Task brief - Swap "light pole" for "lamp post" in everything from the start of the records down to the line containing "[[108, 128, 129, 179], [326, 135, 365, 184]]", both ends included. Reproduce those lines with only that change.

── Extracted material

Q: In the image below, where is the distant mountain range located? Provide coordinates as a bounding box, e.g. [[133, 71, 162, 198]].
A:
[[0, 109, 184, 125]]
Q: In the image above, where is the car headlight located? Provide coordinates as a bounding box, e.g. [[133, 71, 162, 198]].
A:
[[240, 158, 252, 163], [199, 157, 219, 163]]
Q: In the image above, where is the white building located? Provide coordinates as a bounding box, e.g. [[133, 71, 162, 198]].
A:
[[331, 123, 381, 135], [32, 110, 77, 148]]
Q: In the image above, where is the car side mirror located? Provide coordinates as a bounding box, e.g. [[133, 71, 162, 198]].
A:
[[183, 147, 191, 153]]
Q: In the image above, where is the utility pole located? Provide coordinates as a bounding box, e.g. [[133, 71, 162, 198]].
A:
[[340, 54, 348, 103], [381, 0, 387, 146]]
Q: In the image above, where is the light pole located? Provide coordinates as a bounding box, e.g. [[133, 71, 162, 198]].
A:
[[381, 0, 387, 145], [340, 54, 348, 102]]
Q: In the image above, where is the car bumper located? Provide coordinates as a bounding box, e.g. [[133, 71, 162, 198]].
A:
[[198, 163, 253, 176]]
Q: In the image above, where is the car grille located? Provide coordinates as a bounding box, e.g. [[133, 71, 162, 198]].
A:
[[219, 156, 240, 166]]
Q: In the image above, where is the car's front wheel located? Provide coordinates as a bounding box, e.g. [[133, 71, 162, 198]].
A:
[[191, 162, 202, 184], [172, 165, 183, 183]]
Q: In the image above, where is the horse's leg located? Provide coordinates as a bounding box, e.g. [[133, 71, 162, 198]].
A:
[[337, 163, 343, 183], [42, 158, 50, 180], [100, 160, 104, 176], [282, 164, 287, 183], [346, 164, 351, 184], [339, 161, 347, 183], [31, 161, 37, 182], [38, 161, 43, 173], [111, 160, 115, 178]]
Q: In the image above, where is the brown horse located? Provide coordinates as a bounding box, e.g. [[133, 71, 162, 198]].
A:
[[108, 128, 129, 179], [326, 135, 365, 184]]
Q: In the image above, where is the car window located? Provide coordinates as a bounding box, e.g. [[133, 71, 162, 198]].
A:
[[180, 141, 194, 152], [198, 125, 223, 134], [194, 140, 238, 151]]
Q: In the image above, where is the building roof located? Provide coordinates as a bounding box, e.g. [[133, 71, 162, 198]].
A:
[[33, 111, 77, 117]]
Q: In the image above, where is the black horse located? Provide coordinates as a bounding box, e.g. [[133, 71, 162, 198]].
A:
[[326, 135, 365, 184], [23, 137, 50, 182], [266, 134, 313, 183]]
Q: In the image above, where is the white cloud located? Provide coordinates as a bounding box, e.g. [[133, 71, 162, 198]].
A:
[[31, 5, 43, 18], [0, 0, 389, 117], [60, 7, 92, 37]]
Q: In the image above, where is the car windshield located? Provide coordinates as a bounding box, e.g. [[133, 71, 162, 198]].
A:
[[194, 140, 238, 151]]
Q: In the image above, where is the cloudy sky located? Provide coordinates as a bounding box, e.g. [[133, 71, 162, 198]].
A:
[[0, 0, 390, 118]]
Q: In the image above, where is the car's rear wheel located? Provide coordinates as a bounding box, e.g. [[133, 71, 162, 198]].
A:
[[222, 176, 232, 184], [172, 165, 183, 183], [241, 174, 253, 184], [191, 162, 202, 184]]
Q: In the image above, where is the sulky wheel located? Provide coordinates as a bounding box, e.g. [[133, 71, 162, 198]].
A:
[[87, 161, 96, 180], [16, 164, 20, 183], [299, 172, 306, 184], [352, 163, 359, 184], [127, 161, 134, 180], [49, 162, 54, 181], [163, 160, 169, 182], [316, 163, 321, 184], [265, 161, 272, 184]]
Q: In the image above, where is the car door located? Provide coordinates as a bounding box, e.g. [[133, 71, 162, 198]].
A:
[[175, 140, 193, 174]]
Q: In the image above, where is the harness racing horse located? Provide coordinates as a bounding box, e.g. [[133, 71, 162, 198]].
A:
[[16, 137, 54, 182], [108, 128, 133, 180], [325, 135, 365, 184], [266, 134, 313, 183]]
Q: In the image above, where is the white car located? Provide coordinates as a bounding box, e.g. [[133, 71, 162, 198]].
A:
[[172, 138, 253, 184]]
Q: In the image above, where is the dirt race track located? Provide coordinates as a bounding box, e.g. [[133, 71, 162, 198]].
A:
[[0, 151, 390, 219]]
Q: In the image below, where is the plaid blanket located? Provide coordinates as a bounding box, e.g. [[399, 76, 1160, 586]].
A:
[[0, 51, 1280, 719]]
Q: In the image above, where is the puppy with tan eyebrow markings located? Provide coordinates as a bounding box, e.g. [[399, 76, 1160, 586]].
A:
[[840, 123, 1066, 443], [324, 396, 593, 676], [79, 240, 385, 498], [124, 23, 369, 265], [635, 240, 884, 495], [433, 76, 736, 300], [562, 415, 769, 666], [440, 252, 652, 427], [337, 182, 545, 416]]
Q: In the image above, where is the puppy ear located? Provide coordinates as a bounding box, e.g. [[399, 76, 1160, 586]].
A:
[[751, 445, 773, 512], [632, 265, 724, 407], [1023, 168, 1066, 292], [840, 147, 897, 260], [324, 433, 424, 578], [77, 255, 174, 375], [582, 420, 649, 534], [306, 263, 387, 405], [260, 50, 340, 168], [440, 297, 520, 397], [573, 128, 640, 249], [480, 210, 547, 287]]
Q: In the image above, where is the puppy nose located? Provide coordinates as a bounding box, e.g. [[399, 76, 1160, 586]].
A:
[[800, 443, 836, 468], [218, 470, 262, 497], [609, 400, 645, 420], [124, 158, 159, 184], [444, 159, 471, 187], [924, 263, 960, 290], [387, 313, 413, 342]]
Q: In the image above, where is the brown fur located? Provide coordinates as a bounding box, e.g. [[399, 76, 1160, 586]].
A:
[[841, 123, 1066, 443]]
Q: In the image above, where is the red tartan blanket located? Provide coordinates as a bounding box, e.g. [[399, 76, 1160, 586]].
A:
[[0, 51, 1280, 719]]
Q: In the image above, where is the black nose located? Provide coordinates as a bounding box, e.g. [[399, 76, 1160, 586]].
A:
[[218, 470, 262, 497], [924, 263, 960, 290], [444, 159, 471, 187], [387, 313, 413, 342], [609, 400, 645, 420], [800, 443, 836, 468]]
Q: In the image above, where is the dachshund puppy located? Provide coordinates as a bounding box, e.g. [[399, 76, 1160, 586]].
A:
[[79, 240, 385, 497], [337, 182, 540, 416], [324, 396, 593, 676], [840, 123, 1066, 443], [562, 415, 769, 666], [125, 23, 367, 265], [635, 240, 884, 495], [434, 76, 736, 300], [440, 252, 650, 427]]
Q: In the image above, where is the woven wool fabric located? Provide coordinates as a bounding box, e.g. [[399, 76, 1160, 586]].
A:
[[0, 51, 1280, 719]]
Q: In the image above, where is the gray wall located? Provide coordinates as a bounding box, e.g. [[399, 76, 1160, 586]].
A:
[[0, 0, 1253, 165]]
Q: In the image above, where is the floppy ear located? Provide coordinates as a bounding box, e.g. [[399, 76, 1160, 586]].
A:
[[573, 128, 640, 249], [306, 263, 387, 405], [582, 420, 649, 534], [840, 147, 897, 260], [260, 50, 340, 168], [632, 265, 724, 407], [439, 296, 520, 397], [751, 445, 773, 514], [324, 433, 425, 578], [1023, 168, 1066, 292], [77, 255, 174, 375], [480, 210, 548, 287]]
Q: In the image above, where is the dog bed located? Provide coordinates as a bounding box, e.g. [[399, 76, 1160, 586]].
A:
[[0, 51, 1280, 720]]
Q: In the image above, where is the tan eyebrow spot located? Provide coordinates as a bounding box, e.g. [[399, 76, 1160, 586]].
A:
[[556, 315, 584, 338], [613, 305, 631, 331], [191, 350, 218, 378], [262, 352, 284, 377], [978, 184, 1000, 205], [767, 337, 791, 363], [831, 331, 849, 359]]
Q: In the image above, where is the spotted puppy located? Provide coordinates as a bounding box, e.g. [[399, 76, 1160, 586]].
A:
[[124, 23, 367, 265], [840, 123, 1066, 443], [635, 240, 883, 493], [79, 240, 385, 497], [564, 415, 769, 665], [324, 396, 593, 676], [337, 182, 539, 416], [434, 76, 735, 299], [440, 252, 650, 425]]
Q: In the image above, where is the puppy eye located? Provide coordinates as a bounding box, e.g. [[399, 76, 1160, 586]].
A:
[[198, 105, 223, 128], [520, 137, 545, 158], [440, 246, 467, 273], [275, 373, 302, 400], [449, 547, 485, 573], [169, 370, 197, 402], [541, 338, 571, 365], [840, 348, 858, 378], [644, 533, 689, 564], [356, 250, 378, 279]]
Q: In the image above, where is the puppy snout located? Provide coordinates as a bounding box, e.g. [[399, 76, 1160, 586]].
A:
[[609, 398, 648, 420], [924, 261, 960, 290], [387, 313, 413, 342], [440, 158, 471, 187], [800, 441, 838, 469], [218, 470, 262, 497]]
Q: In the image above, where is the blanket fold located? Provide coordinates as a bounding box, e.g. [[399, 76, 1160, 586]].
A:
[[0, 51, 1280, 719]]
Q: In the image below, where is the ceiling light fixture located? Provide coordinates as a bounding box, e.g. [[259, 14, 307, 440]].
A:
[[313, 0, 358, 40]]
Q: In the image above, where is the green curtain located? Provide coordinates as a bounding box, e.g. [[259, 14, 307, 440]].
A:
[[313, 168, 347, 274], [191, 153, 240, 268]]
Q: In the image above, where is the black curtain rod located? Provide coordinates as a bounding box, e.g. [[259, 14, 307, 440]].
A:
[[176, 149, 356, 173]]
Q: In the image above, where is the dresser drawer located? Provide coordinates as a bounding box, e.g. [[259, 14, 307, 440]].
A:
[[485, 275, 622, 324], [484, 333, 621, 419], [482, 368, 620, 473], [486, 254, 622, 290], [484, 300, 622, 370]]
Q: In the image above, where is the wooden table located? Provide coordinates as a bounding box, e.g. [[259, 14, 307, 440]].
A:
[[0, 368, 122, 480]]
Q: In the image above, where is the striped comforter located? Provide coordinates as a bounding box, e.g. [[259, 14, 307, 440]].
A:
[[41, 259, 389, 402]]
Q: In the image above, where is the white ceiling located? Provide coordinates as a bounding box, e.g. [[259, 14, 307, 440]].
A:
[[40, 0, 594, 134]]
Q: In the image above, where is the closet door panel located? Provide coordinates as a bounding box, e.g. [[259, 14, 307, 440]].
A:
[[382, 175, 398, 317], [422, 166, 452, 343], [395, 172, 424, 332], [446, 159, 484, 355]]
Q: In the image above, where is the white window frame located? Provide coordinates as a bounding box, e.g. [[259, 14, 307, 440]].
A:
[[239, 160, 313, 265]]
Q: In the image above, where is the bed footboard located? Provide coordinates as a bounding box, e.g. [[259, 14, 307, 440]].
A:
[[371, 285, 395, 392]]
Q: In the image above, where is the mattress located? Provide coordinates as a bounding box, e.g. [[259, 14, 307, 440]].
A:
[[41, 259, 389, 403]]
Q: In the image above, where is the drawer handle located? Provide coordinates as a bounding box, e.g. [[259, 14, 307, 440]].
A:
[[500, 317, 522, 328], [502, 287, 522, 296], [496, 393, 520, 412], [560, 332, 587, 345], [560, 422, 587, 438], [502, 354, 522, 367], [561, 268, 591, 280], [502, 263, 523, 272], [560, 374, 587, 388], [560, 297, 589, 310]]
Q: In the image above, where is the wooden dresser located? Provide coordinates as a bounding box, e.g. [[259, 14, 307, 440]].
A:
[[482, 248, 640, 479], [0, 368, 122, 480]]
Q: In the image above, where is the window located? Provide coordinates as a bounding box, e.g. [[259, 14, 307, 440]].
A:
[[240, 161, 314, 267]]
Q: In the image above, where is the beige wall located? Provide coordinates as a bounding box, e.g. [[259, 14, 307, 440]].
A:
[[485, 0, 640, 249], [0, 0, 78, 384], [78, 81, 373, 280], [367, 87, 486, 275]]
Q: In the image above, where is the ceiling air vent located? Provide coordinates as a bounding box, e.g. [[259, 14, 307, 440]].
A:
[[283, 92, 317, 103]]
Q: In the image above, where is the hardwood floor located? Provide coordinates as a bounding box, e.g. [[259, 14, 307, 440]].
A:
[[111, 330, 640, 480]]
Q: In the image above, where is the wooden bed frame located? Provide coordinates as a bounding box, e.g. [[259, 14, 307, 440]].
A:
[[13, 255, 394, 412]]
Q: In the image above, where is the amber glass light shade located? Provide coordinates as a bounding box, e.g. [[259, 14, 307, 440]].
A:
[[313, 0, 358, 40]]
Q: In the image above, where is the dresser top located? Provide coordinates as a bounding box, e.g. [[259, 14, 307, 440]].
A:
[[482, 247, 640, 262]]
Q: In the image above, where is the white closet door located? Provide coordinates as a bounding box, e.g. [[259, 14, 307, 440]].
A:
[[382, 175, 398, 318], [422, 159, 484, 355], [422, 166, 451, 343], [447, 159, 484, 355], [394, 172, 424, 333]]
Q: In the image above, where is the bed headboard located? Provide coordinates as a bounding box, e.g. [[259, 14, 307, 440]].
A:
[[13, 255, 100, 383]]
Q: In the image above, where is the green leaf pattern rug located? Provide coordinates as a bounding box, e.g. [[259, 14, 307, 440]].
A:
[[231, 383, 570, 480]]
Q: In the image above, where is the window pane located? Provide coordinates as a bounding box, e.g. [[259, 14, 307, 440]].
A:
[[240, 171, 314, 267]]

────

Correct output -
Q: In the image below, where is the distant mountain range located? Provide coordinates as a bounding box, e.g. [[133, 71, 162, 198]].
A:
[[0, 109, 184, 125]]
Q: In the image above, where is the car headlight located? Provide coordinates as a bounding box, e.g. [[133, 71, 162, 198]].
A:
[[240, 158, 252, 163], [199, 157, 219, 163]]
Q: In the image above, where is the white building located? Provide coordinates as a bounding box, e.g. [[133, 71, 162, 198]].
A:
[[331, 123, 381, 135], [32, 110, 77, 148]]
Q: In the image above, where is the car side mirror located? Provide coordinates as a bounding box, e.g. [[133, 71, 162, 198]].
A:
[[183, 147, 191, 153]]
Q: In the image above, where is the utility pole located? Provide coordinates as a bounding box, e.g. [[133, 71, 162, 198]].
A:
[[340, 54, 348, 103], [381, 0, 387, 146]]
Q: In the image above, where is the lamp post located? Provide coordinates as a bounding box, e.g. [[133, 71, 162, 198]].
A:
[[381, 0, 387, 145], [340, 54, 348, 102]]
Q: In the image above, where is the car bumper located? Provide coordinates as a bounding box, e.g. [[133, 71, 162, 198]].
A:
[[198, 163, 253, 176]]
Q: In the image above, where is the car grille located? Provide coordinates as a bounding box, e.g. [[133, 71, 162, 198]].
A:
[[219, 156, 240, 166]]
Q: In the image above, where is the car's front wheel located? Provide coordinates as a bounding box, e.g. [[133, 71, 162, 198]].
A:
[[191, 162, 202, 184], [172, 165, 183, 183]]
Q: In the image above, where is the horse's leg located? Provide coordinates as a bounding box, e.g. [[133, 71, 162, 198]].
A:
[[337, 163, 343, 183], [42, 158, 50, 180], [100, 160, 104, 176], [282, 164, 287, 183], [346, 164, 351, 184], [339, 161, 347, 183], [31, 161, 37, 182], [38, 161, 43, 173], [111, 160, 115, 178]]
Q: In the image above, where is the brown horse located? Provide coordinates as a bounding box, e.g. [[133, 71, 162, 198]].
A:
[[108, 128, 129, 179], [326, 135, 365, 184]]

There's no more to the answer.